(Text section begins)
Josef Mengele was a Nazi SS physician who "conducted inhumane medical experiments on prisoners at Auschwitz," according to the U.S. Holocaust Memorial Museum.

Are these allegations true?

Sims: His life and controversial research

Sims (1813-83) earned his medical degree from Philadelphia's Jefferson Medical College and, according to the Encyclopedia of Alabama, practiced medicine in Alabama from 1835 to 49. 

His crowning medical achievements include perfecting the method for repairing vesicovaginal fistula. In addition, he is credited with the “first successful gallbladder surgery and the first successful artificial insemination,” according to the Washington Post

But his controversial methods have shrouded his reputation. Vanessa Northington Gamble, a professor at George Washington University, said that between 1846 and 1849, Sims operated on at least 10 enslaved women without anesthesia. One enslaved woman, Anarcha, endured at least 30 painful surgeries. Gamble said that after he practiced his methods on Black women, Sims moved to New York City to open a women’s hospital in the 1850s. He started treating white women, but with anesthesia.
(Text section ends)
(Data for analysis begins)
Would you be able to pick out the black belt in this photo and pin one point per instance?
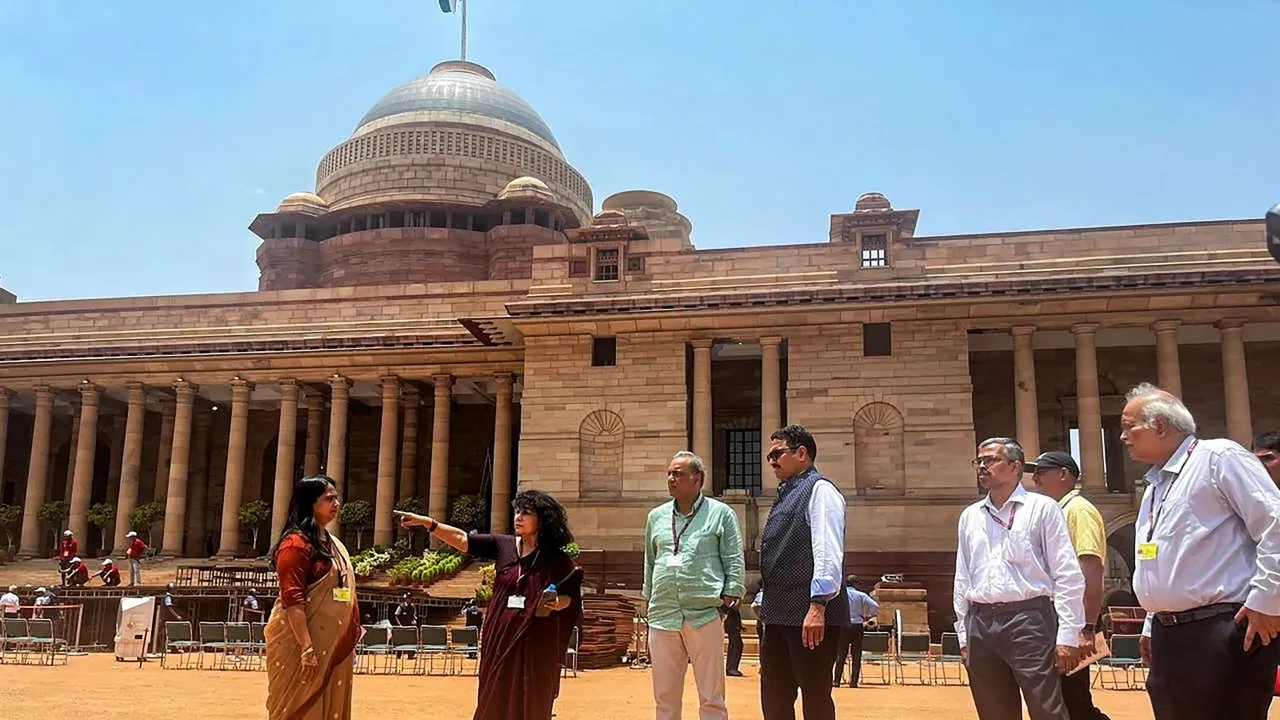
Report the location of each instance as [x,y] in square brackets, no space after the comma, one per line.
[1170,619]
[1013,606]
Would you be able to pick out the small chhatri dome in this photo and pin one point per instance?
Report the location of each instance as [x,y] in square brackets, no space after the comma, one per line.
[609,218]
[457,86]
[526,187]
[305,203]
[872,201]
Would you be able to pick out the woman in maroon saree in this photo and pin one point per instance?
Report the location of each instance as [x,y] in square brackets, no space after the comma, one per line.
[528,623]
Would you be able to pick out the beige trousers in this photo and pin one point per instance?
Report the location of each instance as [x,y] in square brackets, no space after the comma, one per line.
[671,652]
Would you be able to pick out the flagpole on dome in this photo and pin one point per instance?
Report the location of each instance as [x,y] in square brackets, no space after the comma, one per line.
[452,7]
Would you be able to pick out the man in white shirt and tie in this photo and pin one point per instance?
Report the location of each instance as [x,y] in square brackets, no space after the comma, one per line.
[1207,551]
[1019,592]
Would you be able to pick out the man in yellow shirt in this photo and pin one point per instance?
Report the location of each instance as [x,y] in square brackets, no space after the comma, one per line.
[1056,474]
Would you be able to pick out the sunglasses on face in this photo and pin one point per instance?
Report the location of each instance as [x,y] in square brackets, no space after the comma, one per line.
[778,452]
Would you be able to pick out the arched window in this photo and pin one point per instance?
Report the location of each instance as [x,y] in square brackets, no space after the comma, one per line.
[880,461]
[599,456]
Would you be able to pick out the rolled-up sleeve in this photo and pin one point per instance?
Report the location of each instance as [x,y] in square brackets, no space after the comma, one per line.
[827,536]
[1248,490]
[292,563]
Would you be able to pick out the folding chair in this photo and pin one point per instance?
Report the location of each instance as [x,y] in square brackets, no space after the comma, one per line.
[403,641]
[950,657]
[240,647]
[1125,660]
[876,652]
[17,638]
[913,650]
[465,645]
[376,646]
[434,642]
[179,642]
[213,639]
[571,656]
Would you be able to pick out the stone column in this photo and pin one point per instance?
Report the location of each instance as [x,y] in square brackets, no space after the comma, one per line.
[703,443]
[179,468]
[1088,406]
[234,490]
[315,428]
[499,505]
[286,446]
[388,438]
[771,404]
[1168,373]
[131,461]
[69,481]
[197,495]
[1025,404]
[408,442]
[86,447]
[336,459]
[1235,382]
[161,486]
[5,399]
[37,473]
[438,496]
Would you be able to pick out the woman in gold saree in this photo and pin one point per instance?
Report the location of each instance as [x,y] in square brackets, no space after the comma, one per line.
[315,623]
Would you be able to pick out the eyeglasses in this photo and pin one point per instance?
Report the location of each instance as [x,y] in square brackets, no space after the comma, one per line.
[777,452]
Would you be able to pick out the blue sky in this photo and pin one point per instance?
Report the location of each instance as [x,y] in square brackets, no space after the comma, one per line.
[142,137]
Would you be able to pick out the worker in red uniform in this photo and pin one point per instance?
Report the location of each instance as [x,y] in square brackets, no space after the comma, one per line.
[109,573]
[136,552]
[78,573]
[67,551]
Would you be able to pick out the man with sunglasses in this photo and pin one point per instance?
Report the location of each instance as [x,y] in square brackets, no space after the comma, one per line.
[1056,475]
[801,556]
[1266,447]
[1019,592]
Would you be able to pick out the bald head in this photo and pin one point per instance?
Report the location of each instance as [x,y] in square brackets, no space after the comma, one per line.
[1153,424]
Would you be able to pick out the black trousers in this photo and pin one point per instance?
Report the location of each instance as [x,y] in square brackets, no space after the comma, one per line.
[787,665]
[1079,698]
[1201,670]
[850,647]
[734,629]
[1011,648]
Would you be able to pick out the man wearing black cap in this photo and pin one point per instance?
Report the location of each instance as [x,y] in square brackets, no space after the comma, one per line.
[1056,474]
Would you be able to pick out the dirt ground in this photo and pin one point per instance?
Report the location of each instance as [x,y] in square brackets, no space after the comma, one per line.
[77,691]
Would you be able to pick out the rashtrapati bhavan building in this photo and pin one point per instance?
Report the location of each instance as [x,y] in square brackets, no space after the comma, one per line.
[447,314]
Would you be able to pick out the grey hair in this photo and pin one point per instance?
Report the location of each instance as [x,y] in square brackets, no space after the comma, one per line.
[1014,451]
[695,463]
[1162,404]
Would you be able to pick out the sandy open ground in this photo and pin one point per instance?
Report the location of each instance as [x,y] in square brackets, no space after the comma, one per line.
[129,693]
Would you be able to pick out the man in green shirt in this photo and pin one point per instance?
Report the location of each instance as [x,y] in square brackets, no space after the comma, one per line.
[693,572]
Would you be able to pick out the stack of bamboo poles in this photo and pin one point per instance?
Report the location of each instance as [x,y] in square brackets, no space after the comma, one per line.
[608,624]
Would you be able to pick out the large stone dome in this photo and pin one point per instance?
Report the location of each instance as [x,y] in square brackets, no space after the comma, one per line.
[457,87]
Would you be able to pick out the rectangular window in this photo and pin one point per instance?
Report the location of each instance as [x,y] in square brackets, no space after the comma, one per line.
[744,460]
[604,351]
[606,264]
[877,340]
[874,251]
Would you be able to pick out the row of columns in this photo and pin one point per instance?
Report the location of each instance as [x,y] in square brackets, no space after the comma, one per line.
[178,493]
[1239,424]
[771,402]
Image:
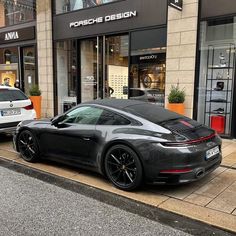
(Data for analysis ends)
# Tasks to carry out:
1: How would you render this sentence from the passage on Sims in Spanish: "One enslaved woman, Anarcha, endured at least 30 painful surgeries."
2: Can you duplicate the passage on Sims from "Are these allegations" up to and including "1835 to 49."?
3: How does the passage on Sims carry on? Write its next part, picking up after its final sentence.
The entries aren't needed here.

# Results:
1: Una mujer esclavizada, Anarcha, soportó al menos 30 cirugías dolorosas.

2:
Are these allegations true?

Sims: His life and controversial research

Sims (1813-83) earned his medical degree from Philadelphia's Jefferson Medical College and, according to the Encyclopedia of Alabama, practiced medicine in Alabama from 1835 to 49.

3:
Some in the medical field have defended Sims, his methods and his discoveries. In the American Journal of Obstetrics and Gynecology, Irwin H. Kaiser called Sims a “product of his era.” For medical historians like Gamble, the consent (or lack thereof) of the enslaved women subjected to these painful experiments must be considered. 

“These women were property. These women could not consent,” she said. “These women also had value to the slaveholders for production and reproduction –– how much work they could do in the field, how many enslaved children they could produce.” 

In addition to the Central Park statue, a painting at the University of Alabama at Birmingham came down in 2006 and an endowed chair honoring him at the Medical University of South Carolina was renamed in 2018, according to The Atlantic.

The portrait mentioned in some posts is by Robert Thom as part of a series of portraits, "Great Moments in Medicine," that was commissioned by pharmaceutical firm Parke Davis, according to the American Historical Association. An article from the AHA noted: "Vibrant copies of these portraits were sent out by the millions to doctor’s offices across the country between 1948 and 1961."

The paintings are part of the collection at the University of Michigan Museum of Art, a gift from Pfizer, which owns Parke Davis.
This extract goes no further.